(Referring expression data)
========================

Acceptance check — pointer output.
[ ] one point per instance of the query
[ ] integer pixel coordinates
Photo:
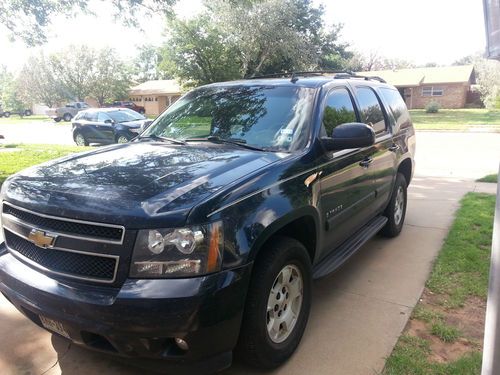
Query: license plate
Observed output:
(54, 326)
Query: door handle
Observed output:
(365, 163)
(394, 148)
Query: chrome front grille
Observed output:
(73, 260)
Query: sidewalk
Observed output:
(357, 314)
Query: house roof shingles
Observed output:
(425, 76)
(157, 87)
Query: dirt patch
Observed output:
(469, 319)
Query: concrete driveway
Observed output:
(357, 314)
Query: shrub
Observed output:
(432, 107)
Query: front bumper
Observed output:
(141, 319)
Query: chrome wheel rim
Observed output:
(399, 206)
(284, 303)
(80, 141)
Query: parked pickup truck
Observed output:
(67, 112)
(7, 113)
(201, 237)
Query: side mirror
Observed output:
(350, 135)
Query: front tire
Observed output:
(278, 304)
(396, 209)
(120, 138)
(80, 139)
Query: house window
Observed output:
(432, 91)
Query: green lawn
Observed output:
(489, 178)
(459, 275)
(15, 119)
(14, 158)
(455, 119)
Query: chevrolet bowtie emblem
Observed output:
(41, 238)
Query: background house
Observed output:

========================

Although the records contain pictures, the copy should consist of their text alone, reproduced exactly.

#### ANSWER SPACE:
Acceptance check — pointer output.
[ ] one point per instance of the query
[ ] integer pixel coordinates
Photo:
Query: license plate
Observed output:
(54, 326)
Query: door handle
Observed output:
(365, 163)
(394, 148)
Query: chrome front grille
Observed output:
(73, 260)
Query: sidewalk
Observed output:
(357, 314)
Query: house roof shingles
Observed output:
(425, 76)
(157, 87)
Query: dirt patch
Observed output:
(469, 319)
Query: concrete driveway
Observed output:
(357, 314)
Query: shrub
Observed output:
(432, 107)
Query: front bumper
Observed output:
(141, 319)
Query: chrome wheel rim
Observed output:
(399, 206)
(284, 303)
(80, 141)
Query: parked pickup truck
Observed output:
(67, 112)
(7, 113)
(201, 237)
Query: side mirror
Observed output:
(350, 135)
Query: front tire
Observed output:
(278, 304)
(396, 209)
(120, 138)
(80, 139)
Query: house window
Observed output:
(432, 91)
Query: green lawn
Observed output:
(489, 178)
(459, 275)
(15, 119)
(14, 158)
(455, 119)
Query: chevrolet bowtie emblem
Observed output:
(41, 238)
Query: background house
Observed output:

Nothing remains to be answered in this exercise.